_TO DO_: Copy the items from their start through the line that contains "<point>268,187</point>", including that line and the requests, and add 121 to every coordinate in the answers. Give only those lines, and leave out the pictures.

_DATA RECORDS_:
[BEGIN]

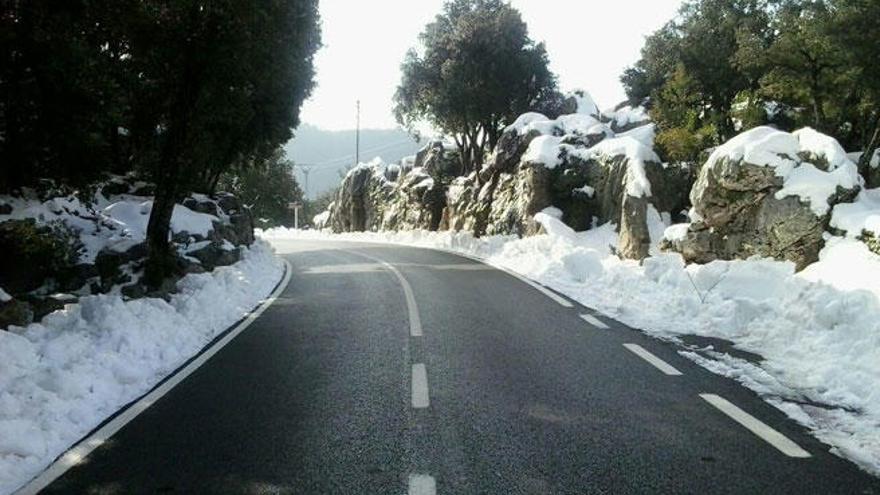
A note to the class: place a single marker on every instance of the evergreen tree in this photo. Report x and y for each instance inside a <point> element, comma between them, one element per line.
<point>479,70</point>
<point>268,187</point>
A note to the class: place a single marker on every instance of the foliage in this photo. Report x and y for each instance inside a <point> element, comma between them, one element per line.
<point>35,253</point>
<point>477,70</point>
<point>267,186</point>
<point>318,205</point>
<point>182,90</point>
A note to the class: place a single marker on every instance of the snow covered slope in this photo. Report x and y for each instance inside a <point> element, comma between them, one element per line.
<point>818,331</point>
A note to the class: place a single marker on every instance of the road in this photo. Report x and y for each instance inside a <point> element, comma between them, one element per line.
<point>477,384</point>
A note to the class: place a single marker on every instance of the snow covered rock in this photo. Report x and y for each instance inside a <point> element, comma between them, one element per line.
<point>592,166</point>
<point>59,244</point>
<point>768,193</point>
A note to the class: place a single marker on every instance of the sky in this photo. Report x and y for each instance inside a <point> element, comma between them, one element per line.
<point>589,42</point>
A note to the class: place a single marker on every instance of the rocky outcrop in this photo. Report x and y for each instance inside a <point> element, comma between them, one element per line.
<point>58,246</point>
<point>594,168</point>
<point>767,193</point>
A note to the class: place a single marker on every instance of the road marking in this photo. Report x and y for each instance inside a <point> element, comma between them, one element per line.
<point>420,398</point>
<point>654,360</point>
<point>596,322</point>
<point>535,285</point>
<point>756,426</point>
<point>422,484</point>
<point>415,321</point>
<point>81,450</point>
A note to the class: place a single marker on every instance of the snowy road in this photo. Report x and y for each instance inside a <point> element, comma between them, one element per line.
<point>498,389</point>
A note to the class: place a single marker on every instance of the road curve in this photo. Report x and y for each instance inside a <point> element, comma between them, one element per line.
<point>502,390</point>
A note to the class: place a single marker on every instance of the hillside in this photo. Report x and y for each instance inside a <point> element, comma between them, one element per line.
<point>332,152</point>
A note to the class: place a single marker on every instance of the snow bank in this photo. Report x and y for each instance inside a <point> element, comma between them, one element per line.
<point>636,145</point>
<point>60,378</point>
<point>862,215</point>
<point>818,330</point>
<point>789,154</point>
<point>116,223</point>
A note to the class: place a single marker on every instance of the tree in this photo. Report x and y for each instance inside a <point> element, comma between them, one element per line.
<point>221,83</point>
<point>855,28</point>
<point>802,66</point>
<point>477,70</point>
<point>63,109</point>
<point>267,186</point>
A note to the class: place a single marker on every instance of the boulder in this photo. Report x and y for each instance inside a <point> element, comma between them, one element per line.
<point>35,255</point>
<point>202,204</point>
<point>15,312</point>
<point>216,254</point>
<point>767,193</point>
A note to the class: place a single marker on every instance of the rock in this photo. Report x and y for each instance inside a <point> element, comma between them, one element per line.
<point>15,312</point>
<point>115,187</point>
<point>42,306</point>
<point>228,203</point>
<point>202,205</point>
<point>144,189</point>
<point>437,160</point>
<point>134,291</point>
<point>34,255</point>
<point>737,212</point>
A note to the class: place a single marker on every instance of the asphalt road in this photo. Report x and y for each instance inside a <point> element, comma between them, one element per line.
<point>324,393</point>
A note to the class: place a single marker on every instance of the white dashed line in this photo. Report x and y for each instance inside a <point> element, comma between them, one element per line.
<point>420,398</point>
<point>596,322</point>
<point>654,360</point>
<point>422,484</point>
<point>756,426</point>
<point>415,321</point>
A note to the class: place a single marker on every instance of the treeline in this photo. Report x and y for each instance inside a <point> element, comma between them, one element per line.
<point>182,91</point>
<point>722,66</point>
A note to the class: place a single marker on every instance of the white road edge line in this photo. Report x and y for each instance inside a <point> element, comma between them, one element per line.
<point>535,285</point>
<point>756,426</point>
<point>658,363</point>
<point>596,322</point>
<point>81,450</point>
<point>422,484</point>
<point>415,321</point>
<point>420,398</point>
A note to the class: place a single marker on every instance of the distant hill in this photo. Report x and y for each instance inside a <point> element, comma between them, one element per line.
<point>331,152</point>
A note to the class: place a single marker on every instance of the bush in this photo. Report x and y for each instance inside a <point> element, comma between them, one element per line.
<point>33,254</point>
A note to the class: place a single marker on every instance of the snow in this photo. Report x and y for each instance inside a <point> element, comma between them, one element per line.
<point>783,151</point>
<point>676,232</point>
<point>320,220</point>
<point>133,216</point>
<point>818,331</point>
<point>62,377</point>
<point>637,154</point>
<point>862,215</point>
<point>116,223</point>
<point>544,150</point>
<point>636,145</point>
<point>815,186</point>
<point>585,189</point>
<point>585,103</point>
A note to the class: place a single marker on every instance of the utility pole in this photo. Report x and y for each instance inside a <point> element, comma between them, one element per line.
<point>305,169</point>
<point>357,142</point>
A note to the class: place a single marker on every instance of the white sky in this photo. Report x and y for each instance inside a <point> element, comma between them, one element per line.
<point>589,42</point>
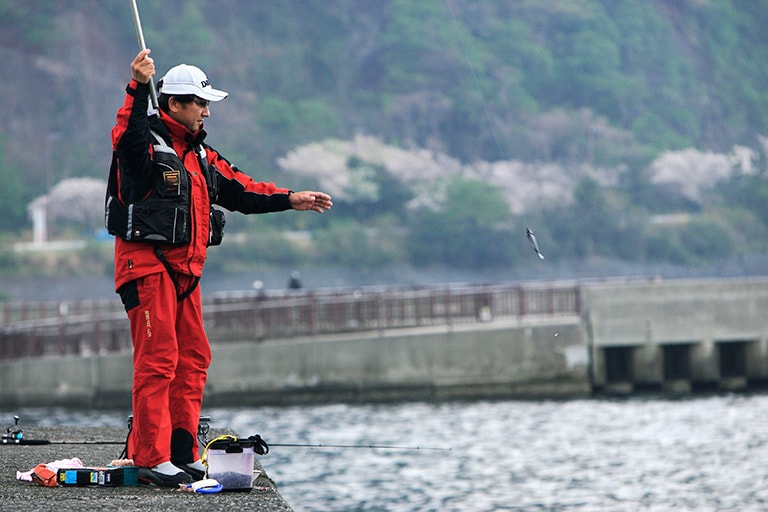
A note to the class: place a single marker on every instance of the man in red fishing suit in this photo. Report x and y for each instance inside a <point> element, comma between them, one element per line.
<point>164,181</point>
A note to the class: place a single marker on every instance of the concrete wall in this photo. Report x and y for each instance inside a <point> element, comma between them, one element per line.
<point>482,360</point>
<point>677,335</point>
<point>668,335</point>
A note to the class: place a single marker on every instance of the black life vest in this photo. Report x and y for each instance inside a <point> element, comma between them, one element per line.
<point>163,216</point>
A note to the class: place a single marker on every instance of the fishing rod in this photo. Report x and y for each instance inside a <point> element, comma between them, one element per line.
<point>143,46</point>
<point>15,436</point>
<point>370,446</point>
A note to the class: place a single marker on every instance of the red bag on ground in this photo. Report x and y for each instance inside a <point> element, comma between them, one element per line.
<point>43,476</point>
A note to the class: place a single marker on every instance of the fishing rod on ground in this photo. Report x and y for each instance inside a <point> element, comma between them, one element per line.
<point>15,436</point>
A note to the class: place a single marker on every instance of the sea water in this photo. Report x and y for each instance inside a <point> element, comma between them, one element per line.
<point>701,453</point>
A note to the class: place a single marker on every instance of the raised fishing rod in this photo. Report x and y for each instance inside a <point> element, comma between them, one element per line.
<point>143,46</point>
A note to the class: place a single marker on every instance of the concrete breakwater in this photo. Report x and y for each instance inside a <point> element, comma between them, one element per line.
<point>677,336</point>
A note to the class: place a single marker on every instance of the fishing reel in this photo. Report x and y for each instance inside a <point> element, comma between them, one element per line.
<point>13,433</point>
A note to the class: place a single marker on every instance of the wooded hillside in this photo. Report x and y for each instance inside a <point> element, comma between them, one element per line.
<point>578,84</point>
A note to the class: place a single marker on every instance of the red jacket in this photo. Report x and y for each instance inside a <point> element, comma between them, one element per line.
<point>132,144</point>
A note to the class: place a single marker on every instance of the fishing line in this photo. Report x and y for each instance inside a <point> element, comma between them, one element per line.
<point>528,231</point>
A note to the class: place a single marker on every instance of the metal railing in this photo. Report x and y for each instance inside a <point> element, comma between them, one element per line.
<point>98,327</point>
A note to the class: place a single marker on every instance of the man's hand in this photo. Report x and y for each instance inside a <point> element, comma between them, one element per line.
<point>308,200</point>
<point>143,67</point>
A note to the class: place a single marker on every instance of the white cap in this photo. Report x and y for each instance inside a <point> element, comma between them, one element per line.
<point>186,79</point>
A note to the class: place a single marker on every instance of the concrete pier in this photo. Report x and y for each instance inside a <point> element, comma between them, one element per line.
<point>621,337</point>
<point>17,495</point>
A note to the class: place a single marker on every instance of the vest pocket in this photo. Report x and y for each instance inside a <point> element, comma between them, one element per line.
<point>153,220</point>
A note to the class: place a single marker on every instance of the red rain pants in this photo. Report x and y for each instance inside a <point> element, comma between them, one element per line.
<point>171,355</point>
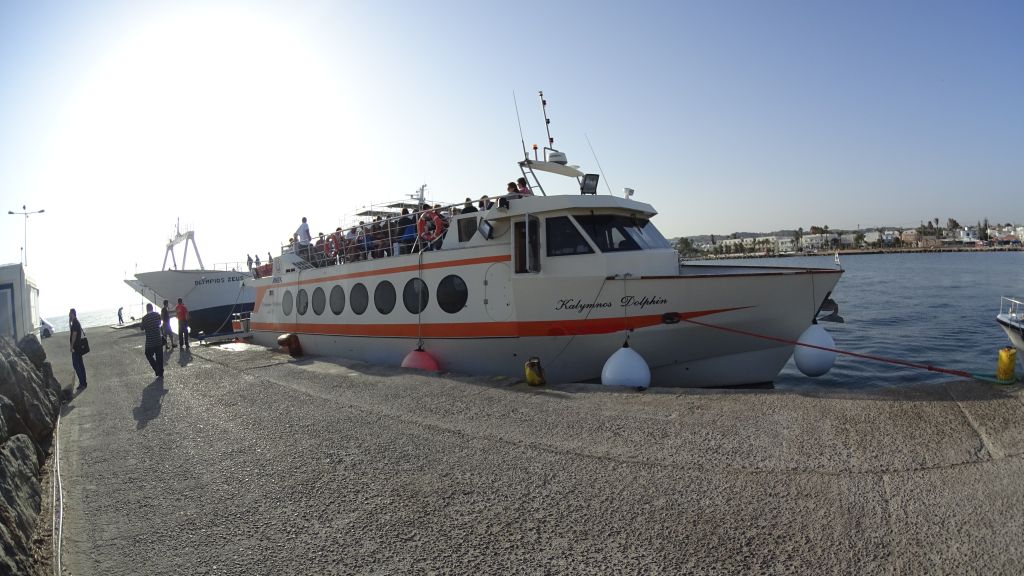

[END]

_SOLUTION_:
A note to the class: place a single marker on every instance of the evergreen tree in this photo. Report x and y for each instance inside a <point> element, comma between them, one element per line.
<point>600,191</point>
<point>389,308</point>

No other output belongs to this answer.